» Text block:
Java泛型 - 获取泛型参数的实际类型

Question

I have read Get type of a generic parameter in Java with reflection post and it made me wonder how that would be possible. I used the solution that someone posted and using the code

List<Integer> l = new ArrayList<>();
Class actualTypeArguments = (Class) ((ParameterizedType) l.getClass().getGenericSuperclass()).getActualTypeArguments()[0];

This, however does not work for me, resulting in

java.lang.ClassCastException: sun.reflect.generics.reflectiveObjects.TypeVariableImpl cannot be cast to java.lang.Class

If I remove the class cast, the type of the actual argument is E , which is the type definition from List interface.

My question is, therefore, am I doing something wrong here? This behaviour is something I would have expected anyway, since the types are supposed to be erased during compile time, correct?

Answer 1

The code you use only works in some very specific cases, where the actual type parameter is known (and stored) at compile time.

For example if you did this:

class IntegerList extends ArrayList<Integer> {}

List<Integer> l = new IntegerList();

In this case the code you showed would actually return Integer.class , because Integer is "baked into" the IntegerList .

Some libraries (ab)use this trick via the use of type tokens. See for example the GSON class TypeToken :

Represents a generic type T . You can use this class to get the generic type for a class. > For example, to get the generic type for Collection<Foo> , you can use:

 Type typeOfCollectionOfFoo = new TypeToken<Collection<Foo>>(){}.getType()

This works because the anonymous class created in here has compiled-in the information that its type parameter is Collection<Foo> .

Note that this would not work (even if the TypeToken class wouldn't prevent it by making its constructor protected):

Type typeOfCollectionOfFoo = new TypeToken<Collection<Foo>>().getType()

Answer 2

The javadoc will tell you what you are doing.

Class#getGenericSuperclass() states

Returns the Type representing the direct superclass of the entity (class, interface, primitive type or void) represented by this Class.

» Given instruction 1:
Rewrite the part of the saved entries that opens with the line containing "Where can the glass" and closes with the line containing "<point>179,200</point>", swapping "Give the spot" for "Mark the spot" and changing nothing else. Return only those lines.

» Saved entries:
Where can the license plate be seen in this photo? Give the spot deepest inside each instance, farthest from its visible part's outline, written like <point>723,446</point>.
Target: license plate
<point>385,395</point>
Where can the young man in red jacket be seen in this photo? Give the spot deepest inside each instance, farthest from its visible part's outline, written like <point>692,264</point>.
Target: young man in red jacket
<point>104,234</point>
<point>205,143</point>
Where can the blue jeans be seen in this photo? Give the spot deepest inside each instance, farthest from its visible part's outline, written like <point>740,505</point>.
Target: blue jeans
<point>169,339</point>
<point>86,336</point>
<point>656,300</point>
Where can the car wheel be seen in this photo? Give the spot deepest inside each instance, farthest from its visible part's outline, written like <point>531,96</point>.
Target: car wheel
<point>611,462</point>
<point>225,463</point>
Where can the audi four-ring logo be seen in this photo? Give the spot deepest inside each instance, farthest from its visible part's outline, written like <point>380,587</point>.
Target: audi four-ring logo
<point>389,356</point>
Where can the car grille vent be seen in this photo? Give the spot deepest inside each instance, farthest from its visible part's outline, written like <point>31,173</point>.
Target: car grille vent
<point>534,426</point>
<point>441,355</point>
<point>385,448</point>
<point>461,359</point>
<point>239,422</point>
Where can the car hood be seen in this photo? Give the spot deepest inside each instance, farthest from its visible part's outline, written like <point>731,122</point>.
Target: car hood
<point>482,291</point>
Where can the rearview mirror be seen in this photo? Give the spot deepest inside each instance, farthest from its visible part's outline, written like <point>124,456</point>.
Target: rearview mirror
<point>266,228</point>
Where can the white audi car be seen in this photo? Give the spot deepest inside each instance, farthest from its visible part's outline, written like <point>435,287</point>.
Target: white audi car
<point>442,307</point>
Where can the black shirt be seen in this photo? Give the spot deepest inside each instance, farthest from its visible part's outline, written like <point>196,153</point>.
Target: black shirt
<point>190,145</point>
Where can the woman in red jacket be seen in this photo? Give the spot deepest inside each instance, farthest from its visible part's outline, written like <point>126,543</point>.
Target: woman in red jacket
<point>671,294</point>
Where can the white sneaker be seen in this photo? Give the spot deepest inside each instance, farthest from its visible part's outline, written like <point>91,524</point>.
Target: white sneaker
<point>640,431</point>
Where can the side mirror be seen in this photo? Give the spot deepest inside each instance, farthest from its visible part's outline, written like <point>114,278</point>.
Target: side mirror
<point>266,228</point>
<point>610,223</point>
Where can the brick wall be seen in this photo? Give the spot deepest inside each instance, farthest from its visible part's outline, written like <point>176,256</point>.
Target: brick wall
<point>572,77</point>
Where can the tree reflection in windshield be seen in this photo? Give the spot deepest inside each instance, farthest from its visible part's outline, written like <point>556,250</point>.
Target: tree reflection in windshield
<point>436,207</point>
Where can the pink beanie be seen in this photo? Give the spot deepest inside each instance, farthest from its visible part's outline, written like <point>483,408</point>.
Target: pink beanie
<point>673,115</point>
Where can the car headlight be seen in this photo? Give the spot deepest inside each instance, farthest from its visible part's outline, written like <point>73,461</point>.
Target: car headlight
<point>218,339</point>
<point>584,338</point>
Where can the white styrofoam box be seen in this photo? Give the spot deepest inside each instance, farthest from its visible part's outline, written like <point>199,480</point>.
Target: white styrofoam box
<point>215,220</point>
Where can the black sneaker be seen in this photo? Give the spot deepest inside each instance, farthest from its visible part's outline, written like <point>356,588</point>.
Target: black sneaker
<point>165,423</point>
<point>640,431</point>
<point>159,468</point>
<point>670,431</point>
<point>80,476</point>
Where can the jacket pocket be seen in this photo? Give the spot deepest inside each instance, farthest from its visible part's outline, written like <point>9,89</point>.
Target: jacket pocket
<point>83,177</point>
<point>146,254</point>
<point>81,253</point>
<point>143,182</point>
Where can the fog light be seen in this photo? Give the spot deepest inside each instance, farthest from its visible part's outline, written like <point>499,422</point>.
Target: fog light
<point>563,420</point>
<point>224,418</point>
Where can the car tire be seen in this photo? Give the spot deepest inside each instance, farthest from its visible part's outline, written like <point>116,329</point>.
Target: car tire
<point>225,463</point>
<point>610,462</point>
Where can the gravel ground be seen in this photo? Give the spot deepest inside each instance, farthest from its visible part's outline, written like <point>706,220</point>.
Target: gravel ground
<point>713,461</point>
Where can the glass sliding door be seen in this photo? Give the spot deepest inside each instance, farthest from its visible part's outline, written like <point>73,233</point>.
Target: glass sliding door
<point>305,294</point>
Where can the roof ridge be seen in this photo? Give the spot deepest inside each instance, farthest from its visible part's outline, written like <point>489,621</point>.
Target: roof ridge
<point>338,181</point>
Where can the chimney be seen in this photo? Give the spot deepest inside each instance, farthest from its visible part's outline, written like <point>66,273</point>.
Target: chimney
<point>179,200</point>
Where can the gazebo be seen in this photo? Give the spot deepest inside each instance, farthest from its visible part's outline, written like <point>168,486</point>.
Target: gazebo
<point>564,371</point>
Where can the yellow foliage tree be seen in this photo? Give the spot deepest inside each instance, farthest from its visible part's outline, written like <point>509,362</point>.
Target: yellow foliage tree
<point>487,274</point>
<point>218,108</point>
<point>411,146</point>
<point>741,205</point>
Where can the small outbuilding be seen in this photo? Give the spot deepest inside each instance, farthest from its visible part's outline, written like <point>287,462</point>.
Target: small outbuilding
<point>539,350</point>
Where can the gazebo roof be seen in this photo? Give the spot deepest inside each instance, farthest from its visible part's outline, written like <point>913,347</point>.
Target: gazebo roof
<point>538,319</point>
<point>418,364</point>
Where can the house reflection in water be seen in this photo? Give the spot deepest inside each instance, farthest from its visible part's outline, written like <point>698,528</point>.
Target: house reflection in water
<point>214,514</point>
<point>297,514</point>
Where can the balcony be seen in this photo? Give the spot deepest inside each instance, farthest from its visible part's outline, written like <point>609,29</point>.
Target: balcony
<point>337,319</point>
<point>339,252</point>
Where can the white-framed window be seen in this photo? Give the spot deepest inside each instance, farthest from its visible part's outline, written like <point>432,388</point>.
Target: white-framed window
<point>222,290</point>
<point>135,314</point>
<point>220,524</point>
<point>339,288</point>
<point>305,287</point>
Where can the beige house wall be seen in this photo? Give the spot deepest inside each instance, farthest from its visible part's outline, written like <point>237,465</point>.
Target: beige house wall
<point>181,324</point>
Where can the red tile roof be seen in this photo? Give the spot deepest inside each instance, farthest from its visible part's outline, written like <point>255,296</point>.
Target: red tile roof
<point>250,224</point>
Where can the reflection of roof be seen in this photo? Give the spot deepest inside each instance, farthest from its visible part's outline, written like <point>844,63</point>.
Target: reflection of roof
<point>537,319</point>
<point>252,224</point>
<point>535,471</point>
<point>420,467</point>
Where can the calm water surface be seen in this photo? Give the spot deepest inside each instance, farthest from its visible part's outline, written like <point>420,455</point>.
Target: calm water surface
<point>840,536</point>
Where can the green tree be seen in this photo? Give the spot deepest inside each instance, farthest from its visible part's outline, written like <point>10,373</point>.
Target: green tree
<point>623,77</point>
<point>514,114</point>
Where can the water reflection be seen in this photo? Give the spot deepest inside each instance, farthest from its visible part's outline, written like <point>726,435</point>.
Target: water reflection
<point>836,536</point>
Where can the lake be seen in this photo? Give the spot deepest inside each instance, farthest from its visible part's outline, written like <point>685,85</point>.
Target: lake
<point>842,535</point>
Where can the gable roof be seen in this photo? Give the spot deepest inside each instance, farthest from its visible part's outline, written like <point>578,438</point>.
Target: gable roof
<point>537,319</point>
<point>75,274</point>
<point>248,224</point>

» Given instruction 2:
Extend the thread about getting the actual type of a Java generic parameter, picking up right after its last sentence.

» Final answer 1:
Where can the glass sliding door be seen in this photo? Mark the spot deepest inside each instance, farthest from its visible part's outline, written like <point>73,233</point>.
Target: glass sliding door
<point>305,294</point>
Where can the roof ridge be seen in this photo? Mark the spot deepest inside each instance, farthest from its visible part's outline, written like <point>489,621</point>.
Target: roof ridge
<point>338,181</point>
Where can the chimney be seen in this photo? Mark the spot deepest inside each instance, farthest from its visible part's outline, written like <point>66,273</point>.
Target: chimney
<point>179,200</point>

» Final answer 2:
If the superclass is a parameterized type, the Type object returned must accurately reflect the actual type parameters used in the source code. [...]

The direct superclass of ArrayList is AbstractList . The declaration is as such in the source code

public class ArrayList<E> extends AbstractList<E>
    implements List<E>, RandomAccess, Cloneable, java.io.Serializable

So if you print out the Type object returned by it, you will see

java.util.AbstractList<E>

and therefore ParameterizedType#getActualTypeArguments() which states

Returns an array of Type objects representing the actual type arguments to this type.

will return the Type

E

since E is the actual type argument used in the ArrayList class definition.

Answer 3

The method you described does ONLY work, when the Generic Type is Set due to inheritance, because then its known during compile time:

 public class SomeClass<T>{

 }

 public class SpecificClass extends SomeClass<String>{

 }

For this example, you can use the method and you'll get back "String.class".

If you are creating instances on the fly it won't work:

SomeClass s = new SomeClass<String>(); //wont work here.

Some common work around is, to pass the actual class as a parameter for later reference:

 public class SomeClass<T>{
    Class<T> clazz

    public SomeClass(Class<T> clazz){
        this.clazz = clazz;
    }

    public Clazz<T> getGenericClass(){
       return this.clazz;
    } 
 }

usage:

 SomeClass<String> someClass= new SomeClass<String>(String.class);

 System.out.println(someClass.getGenericClass()) //String.class

Actually you don't even need the Generic type for such an scenario, because Java would do the same thing, as if you would handle the "T" as Object . Only advantage is, that you can define getter and Setter of T and don't need to typecast Objects all the time. (Because Java is doing that for you) (It's called Type Erasure)